- _APPLICATE QUANTO LETTO_
**A.** Secondo l'estratto sul contagio negli eventi sportivi, in che data si è giocata allo stadio Anfield la partita tra Liverpool e Atletico Madrid?
**B.** Trascriva dall'estratto sul contagio negli eventi sportivi il passo che inizia con le parole "Una partita così, scrivono", fermandosi dopo le parole "vedere la partita.".

- _ESTRATTO DELLA PAGINA_
====================
Dei 45.792 biglietti venduti, si stima che il 95% (43.500 persone) sia stato acquistato in Italia, con solo il 5% (2.500) in Spagna. Se assumiamo che la stragrande maggioranza dei sostenitori di Atalanta provenisse dalla città di Bergamo, allora uno su tre della sua popolazione ha partecipato alla partita“.

Una partita così, scrivono i ricercatori autori dell’articolo, offre evidentemente molte possibilità di commistione tra le persone, sia nello stadio che lungo il percorso, sui mezzi di trasporto, e anche nei bar e locali frequentati dai tifosi prima e dopo il match. Sarebbe stato impossibile mantenere il distanziamento sociale. Inoltre, chi non è andato a Milano si è comunque riunito nelle case o nei bar insieme agli amici per vedere la partita.

Ciò ha creato un’opportunità abbastanza eccezionale per i residenti di Bergamo di riunirsi immediatamente dopo che il primo caso era stato segnalato in Lombardia e quando, quasi certamente, c’erano un numero significativo di persone contagiose sebbene asintomatiche“.

I ricercatori mettono l’accento sul ruolo predominante degli ambienti esterni allo stadio, come i bar, nella diffusione del contagio. Addirittura maggiore rispetto a quanto si è verificato all’interno.

Questa partita può spiegare quanto accaduto a Bergamo? Se lo chiedono. Quella di San Siro non è l’unica partita di calcio giocata durante la pandemia.

“Il personale della sanità pubblica ha indicato la partita tra Liverpool e Atletico Madrid, tenutasi allo stadio Anfield l’11 marzo, a cui hanno partecipato 3.000 tifosi di Madrid, il centro della pandemia in Spagna”.

Ma focolai di contagio si sono rivelati anche altri eventi legati all’ippica o festival, che assomigliano ai grandi eventi sportivi”.

Ebbene, non ci sono molti studi associati agli eventi sportivi, sottolineano i ricercatori. Quasi nessuno. Una delle rarissime eccezioni è quello inglese, pubblicato dal Sunday Times, che ha messo in evidenza che il match di Champions tra Liverpool e Atletico ha provocato almeno 41 morti

Questa scarsità di rapporti è sorprendente, dal momento che i presenti sono spesso affollati insieme, con i cori che offrono un’importante opportunità per la diffusione dei virus respiratori. Pertanto, è difficile evitare la conclusione che la trasmissione di agenti infettivi nell’aria durante gli eventi sportivi sia sostanzialmente sottovalutata”.
====================
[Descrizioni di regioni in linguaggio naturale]

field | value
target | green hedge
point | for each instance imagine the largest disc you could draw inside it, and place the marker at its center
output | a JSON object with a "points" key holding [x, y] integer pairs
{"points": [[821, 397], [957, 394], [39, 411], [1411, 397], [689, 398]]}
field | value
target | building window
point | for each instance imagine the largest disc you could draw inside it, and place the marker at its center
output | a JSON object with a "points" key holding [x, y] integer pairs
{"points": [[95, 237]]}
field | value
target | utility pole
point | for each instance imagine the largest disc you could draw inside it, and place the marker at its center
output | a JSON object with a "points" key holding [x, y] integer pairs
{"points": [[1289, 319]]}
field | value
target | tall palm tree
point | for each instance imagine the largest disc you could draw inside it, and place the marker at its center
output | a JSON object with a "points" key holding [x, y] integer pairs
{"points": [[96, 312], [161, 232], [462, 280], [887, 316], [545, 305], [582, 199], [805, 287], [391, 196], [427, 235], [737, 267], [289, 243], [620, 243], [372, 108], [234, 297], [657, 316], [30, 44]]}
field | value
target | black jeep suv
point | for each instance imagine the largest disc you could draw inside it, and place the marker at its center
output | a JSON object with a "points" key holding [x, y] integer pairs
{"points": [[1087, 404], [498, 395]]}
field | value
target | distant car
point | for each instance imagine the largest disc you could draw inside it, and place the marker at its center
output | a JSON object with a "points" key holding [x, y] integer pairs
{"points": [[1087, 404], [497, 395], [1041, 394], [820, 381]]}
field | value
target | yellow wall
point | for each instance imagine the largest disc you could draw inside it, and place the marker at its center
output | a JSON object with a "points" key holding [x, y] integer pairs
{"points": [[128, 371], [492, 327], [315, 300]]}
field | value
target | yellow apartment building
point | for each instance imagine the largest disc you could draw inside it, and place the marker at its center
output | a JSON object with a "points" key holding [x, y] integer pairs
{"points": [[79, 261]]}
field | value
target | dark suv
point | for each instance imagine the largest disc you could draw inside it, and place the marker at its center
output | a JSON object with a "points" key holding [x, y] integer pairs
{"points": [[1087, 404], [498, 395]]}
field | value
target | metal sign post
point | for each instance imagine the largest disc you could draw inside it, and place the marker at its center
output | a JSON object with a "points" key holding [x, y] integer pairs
====================
- _SOLUZIONI DEGLI ESERCIZI_
**A.** L'11 marzo.

**B.**
Una partita così, scrivono i ricercatori autori dell’articolo, offre evidentemente molte possibilità di commistione tra le persone, sia nello stadio che lungo il percorso, sui mezzi di trasporto, e anche nei bar e locali frequentati dai tifosi prima e dopo il match. Sarebbe stato impossibile mantenere il distanziamento sociale. Inoltre, chi non è andato a Milano si è comunque riunito nelle case o nei bar insieme agli amici per vedere la partita.